QUESTIONS
A - From the article on Nvidia's healthcare partnerships, set down everything from "Mayo Clinic’s digital" down to "a press briefing." word for word.
B - Answer these questions using the article on Nvidia's healthcare partnerships:
(i) How many whole-slide images does Mayo Clinic's digital pathology platform house?
(ii) What kind of firm is IQVIA?
(iii) How many petabytes of proprietary data does IQVIA have?
[Opening TEXT PROVIDED section]
On Monday, AI development powerhouse Nvidia kicked off this year’s J.P. Morgan Healthcare Conference in San Francisco by announcing new partnerships focused on scaling AI models across healthcare.
One of Nvidia’s new partnerships is with Mayo Clinic — the collaboration seeks to accelerate the development of pathology foundation models.
Mayo Clinic’s digital pathology platform houses 20 million whole-slide images, as well as 10 million associated patient records. To quicken the pace of foundation model development on this platform, the health system will deploy Nvidia’s DGX Blackwell AI systems, as well as Monai, the company’s healthcare imaging platform.
“Our ultimate goal is to create a human digital twin. This is a dynamic digital representation, including medical imaging, pathology, health records and wearables. To achieve this, Mayo Clinic and Nvidia will leverage some of the latest AI models and vision language models like Cosmos Nemotron and our microservices, and this collaboration will be a cornerstone for new applications in drug discovery and diagnostic medicine,” said Kimberly Powell, vice president and general manager of healthcare at Nvidia, during a press briefing.
Another one of Nvidia’s partnerships is with IQVIA, a life sciences analytics and clinical research firm.
The firm will leverage Nvidia’s AI foundry service to create foundation models — with the ultimate goal of deploying AI agents to IQVIA’s more than 10,000 customers across healthcare and life sciences, Powell noted.
“IQVIA has a really rich and unique dataset of 64 petabytes of proprietary data that’s representing over a billion unique and anonymized patients from 100 different countries,” she pointed out.
[Closing TEXT PROVIDED section]
[Opening EXCERPTED RECORDS section]
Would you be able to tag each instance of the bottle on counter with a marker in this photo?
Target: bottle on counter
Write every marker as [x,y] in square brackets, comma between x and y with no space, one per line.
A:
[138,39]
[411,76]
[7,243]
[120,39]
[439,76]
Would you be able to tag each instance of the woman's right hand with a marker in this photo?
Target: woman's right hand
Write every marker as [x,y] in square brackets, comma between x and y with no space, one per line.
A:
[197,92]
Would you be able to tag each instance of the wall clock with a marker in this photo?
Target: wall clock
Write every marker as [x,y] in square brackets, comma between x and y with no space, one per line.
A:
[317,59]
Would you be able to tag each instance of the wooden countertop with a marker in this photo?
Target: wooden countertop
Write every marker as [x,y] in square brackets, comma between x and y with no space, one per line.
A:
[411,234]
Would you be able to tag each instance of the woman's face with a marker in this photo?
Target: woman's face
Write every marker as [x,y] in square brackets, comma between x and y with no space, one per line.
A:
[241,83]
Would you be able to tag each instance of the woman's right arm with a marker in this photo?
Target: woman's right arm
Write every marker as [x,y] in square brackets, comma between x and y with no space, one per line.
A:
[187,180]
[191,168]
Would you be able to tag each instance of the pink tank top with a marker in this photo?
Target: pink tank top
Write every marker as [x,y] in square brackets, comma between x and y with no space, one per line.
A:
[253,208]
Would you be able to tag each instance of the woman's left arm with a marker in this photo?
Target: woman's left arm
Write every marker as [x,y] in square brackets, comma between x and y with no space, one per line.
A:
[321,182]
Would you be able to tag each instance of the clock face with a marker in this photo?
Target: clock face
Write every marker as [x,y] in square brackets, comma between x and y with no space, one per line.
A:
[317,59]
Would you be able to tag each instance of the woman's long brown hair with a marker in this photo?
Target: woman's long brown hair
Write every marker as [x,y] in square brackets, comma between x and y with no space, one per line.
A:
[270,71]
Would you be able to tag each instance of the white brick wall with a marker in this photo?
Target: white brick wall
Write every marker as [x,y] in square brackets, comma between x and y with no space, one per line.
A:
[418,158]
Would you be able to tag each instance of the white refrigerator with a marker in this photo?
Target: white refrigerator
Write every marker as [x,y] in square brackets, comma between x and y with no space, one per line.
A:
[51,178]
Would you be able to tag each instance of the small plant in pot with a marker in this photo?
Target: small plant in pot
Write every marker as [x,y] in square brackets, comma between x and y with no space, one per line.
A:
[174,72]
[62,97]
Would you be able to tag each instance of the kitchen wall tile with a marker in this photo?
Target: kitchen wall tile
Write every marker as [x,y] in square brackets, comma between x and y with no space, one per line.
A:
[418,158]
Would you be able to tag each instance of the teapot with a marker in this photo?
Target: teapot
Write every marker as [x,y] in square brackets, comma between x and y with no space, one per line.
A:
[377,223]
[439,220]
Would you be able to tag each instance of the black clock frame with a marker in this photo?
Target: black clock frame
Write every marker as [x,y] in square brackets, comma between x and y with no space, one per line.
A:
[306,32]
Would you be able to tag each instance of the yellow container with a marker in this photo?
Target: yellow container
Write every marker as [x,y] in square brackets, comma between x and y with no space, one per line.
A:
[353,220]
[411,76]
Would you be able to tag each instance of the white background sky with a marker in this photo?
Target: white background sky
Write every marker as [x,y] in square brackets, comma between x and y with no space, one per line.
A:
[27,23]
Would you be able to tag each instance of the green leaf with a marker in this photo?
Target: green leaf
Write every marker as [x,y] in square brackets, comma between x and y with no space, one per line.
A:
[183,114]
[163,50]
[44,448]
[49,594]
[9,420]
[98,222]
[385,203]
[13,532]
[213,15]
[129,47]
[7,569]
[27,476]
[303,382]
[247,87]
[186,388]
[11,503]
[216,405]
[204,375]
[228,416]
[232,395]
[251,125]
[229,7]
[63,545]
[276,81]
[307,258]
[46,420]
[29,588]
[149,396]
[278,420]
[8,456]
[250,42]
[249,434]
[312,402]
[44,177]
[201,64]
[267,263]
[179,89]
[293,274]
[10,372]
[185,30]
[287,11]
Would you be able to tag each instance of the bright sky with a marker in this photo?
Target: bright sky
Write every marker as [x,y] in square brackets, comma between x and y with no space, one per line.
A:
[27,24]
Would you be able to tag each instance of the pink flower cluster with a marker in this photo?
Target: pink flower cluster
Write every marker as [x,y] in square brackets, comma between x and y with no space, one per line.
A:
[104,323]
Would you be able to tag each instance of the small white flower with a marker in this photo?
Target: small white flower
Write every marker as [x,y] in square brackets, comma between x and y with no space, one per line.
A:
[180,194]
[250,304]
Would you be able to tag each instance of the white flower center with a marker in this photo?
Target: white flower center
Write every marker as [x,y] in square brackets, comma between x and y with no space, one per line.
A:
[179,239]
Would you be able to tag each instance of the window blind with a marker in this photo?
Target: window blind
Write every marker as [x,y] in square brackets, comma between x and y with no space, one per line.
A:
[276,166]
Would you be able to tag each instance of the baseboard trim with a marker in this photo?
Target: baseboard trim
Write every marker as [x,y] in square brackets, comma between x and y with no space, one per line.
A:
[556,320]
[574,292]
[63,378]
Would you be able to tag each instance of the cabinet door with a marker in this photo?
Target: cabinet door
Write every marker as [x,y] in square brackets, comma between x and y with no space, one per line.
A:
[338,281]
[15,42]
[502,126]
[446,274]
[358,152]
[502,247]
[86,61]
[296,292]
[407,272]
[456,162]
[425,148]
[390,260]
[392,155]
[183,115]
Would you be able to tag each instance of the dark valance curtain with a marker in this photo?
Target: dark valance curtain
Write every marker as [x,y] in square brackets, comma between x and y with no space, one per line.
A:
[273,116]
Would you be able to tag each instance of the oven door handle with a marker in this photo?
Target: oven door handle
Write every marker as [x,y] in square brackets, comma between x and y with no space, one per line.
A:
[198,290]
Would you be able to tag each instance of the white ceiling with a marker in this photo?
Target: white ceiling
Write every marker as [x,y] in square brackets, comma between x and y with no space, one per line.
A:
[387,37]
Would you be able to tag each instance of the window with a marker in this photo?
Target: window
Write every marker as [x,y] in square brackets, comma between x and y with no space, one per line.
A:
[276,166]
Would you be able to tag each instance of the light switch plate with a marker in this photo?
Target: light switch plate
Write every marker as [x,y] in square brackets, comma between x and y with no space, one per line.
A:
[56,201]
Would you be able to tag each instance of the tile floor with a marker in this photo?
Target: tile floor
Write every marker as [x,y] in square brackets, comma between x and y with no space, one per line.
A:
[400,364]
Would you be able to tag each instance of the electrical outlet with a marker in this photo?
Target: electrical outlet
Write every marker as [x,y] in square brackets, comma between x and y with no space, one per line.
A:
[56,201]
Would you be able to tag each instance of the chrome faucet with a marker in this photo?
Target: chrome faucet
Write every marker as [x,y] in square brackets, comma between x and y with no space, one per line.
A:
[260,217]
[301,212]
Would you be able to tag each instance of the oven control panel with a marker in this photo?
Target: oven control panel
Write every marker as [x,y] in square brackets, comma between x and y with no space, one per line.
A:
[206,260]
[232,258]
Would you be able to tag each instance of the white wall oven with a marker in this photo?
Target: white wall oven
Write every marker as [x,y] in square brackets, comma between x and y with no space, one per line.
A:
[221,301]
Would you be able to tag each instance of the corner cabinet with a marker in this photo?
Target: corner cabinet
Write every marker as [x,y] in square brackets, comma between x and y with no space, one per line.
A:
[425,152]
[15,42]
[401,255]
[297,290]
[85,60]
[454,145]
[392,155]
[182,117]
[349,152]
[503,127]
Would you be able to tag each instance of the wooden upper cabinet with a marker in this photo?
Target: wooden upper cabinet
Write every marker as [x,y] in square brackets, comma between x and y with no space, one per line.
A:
[Closing EXCERPTED RECORDS section]
SOLUTION LIST
A -
Mayo Clinic’s digital pathology platform houses 20 million whole-slide images, as well as 10 million associated patient records. To quicken the pace of foundation model development on this platform, the health system will deploy Nvidia’s DGX Blackwell AI systems, as well as Monai, the company’s healthcare imaging platform.
“Our ultimate goal is to create a human digital twin. This is a dynamic digital representation, including medical imaging, pathology, health records and wearables. To achieve this, Mayo Clinic and Nvidia will leverage some of the latest AI models and vision language models like Cosmos Nemotron and our microservices, and this collaboration will be a cornerstone for new applications in drug discovery and diagnostic medicine,” said Kimberly Powell, vice president and general manager of healthcare at Nvidia, during a press briefing.

B -
(i) 20 million
(ii) A life sciences analytics and clinical research firm
(iii) 64 petabytes